### [VORLIEGENDER AUSZUG]
-------

Die Accuton-Keramiktreiber gelten vielen als impulsschnell, hochauflösend und verzerrungsarm – aber manchen auch als etwas scharf im Klang. Verantwortlich dafür wird zumeist das sogenannte „Aufbrechen“ der Membranen gemacht, eine Resonanzerscheinung am oberen Ende des Einsatzbereichs der jeweiligen Chassis. Szentiks hat einige Maßnahmen ergriffen, damit es dazu nicht kommt: Die Entscheidung gegen ein 2- oder 2,5-Wege-Konzept und damit für einen dedizierten Mitteltontreiber gehört – so banal es klingt – dazu. Man könnte die 17er-Chassis auch höher hinauflaufen und den Hochtöner tiefer starten lassen – doch genau damit verließe man, so Szentiks, den Wohlfühlbereich der Treiber, was das gefürchtete Aufbrechen wahrscheinlicher mache. Es wundere ihn, warum man den 50-mm-Keramik-Mitteltontreiber so selten zu Gesicht bekommt. Szenitks modifiziert dieses Chassis noch, indem er im Sinne weiterer Resonanzminimierung den hinteren Gehäuseteil entfernt. Natürlich stecken Mittel- und gekapselter Hochtöner der Ardora in einem von den Basstreibern (die auf circa 50 l je Box arbeiten) getrennten Volumen, damit klangschädigende Beeinflussungen unterbleiben.

-------

Umrissdaten zu Bildbereichen
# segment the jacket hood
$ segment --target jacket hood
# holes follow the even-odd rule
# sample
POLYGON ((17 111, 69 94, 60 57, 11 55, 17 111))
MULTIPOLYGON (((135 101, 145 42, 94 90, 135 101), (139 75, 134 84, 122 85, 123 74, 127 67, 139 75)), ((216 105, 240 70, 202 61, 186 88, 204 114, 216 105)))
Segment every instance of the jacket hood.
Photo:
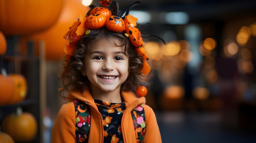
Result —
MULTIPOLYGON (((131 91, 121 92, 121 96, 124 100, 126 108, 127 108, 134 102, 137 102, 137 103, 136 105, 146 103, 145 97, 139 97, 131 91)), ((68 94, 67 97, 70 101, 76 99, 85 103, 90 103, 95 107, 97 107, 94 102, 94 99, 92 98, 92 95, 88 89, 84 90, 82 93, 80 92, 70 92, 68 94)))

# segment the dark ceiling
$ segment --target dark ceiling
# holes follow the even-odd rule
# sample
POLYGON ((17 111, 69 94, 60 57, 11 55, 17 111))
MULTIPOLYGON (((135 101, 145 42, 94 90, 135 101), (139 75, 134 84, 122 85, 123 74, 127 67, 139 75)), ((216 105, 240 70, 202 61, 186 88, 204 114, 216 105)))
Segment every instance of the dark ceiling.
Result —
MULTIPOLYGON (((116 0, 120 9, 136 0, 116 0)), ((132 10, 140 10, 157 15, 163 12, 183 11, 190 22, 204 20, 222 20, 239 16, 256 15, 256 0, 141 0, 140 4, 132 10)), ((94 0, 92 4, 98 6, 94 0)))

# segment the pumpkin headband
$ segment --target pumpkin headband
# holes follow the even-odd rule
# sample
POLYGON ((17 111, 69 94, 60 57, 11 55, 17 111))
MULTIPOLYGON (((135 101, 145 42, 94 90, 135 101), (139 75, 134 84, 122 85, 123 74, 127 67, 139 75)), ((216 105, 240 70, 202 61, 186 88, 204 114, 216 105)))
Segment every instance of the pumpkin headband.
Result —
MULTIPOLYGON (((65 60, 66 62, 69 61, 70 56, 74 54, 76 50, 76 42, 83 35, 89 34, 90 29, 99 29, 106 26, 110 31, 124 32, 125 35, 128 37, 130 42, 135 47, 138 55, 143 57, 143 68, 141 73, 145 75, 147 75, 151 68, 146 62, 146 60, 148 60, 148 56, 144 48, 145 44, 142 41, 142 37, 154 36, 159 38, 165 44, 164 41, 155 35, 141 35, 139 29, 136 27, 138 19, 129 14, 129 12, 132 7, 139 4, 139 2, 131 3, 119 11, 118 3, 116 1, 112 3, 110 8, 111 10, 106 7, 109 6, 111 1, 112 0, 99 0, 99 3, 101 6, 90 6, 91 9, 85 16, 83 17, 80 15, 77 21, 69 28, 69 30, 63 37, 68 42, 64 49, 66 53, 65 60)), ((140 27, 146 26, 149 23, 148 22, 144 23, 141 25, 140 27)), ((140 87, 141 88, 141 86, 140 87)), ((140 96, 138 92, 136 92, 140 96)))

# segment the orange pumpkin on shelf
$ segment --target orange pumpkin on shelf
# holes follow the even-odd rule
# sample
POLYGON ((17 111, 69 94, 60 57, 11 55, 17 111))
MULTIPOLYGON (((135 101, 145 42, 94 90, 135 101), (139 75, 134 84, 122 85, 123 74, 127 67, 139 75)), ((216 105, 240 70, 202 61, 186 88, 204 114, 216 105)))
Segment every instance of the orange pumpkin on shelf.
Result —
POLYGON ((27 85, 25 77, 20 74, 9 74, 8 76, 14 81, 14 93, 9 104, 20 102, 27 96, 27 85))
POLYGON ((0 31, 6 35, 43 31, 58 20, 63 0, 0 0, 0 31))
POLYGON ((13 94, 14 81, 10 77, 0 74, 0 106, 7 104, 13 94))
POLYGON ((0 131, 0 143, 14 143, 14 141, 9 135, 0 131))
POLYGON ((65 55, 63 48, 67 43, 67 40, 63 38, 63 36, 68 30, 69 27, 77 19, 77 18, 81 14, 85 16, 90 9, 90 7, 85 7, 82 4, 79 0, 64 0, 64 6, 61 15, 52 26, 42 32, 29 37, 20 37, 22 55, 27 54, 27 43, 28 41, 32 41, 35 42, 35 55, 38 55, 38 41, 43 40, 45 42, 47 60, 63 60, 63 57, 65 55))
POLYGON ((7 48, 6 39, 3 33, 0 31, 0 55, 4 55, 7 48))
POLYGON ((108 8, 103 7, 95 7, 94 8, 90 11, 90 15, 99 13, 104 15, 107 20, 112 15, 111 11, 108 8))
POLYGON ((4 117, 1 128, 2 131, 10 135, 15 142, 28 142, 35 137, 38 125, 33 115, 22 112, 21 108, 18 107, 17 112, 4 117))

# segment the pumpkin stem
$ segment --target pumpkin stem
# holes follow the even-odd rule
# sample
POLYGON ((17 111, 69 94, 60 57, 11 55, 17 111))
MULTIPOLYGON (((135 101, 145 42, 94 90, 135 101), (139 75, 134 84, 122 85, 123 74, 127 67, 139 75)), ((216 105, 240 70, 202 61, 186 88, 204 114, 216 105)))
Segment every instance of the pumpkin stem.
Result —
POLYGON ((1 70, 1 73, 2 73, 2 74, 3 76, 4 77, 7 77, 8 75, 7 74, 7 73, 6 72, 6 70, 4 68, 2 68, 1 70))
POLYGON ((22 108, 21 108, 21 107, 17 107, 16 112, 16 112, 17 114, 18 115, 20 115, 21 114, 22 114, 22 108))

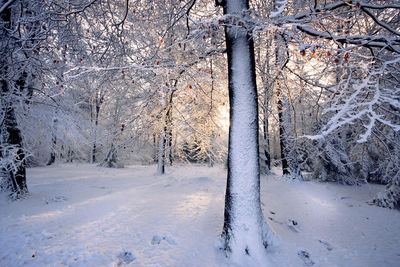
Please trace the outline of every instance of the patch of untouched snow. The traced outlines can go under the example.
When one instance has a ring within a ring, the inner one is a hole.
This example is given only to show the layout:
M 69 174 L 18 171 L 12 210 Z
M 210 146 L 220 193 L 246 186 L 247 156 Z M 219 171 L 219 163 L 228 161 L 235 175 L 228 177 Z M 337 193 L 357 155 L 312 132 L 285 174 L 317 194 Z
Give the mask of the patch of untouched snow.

-------

### [DIE AUFGABE]
Schreibe den Text über die Keramiktreiber in der Ardora nach seinem letzten Satz weiter. Die Daten stammen aus einer anderen Quelle als der Text.

### [ANTWORT ZUR AUFGABE]
Gehäuseaufbau der Audiograde Ardora
Gehäuseaufbau der Audiograde Ardora

Damit der ideale Einsatzbereich der Treiber eingehalten wird, erfolgt die Trennung der Wege mit 12 dB/Oktave. Und auch wenn manche Entwickler Weichen erster Ordnung eine höhere Phasentreue nachsagen – Szentiks will den Keramikchassis mit der doppelstöckigen Ardora-Frequenzweiche nicht nur eine saubere Trennung der Arbeitsbereiche vorgegeben, sondern auch ein ziemlich impulsoptimales Verhalten anerzogen haben – mit feinen Bauteilen bestückt (Flachbandspulen und MCap-Supreme-Kondensatoren von Mundorf) ist sie auf alle Fälle.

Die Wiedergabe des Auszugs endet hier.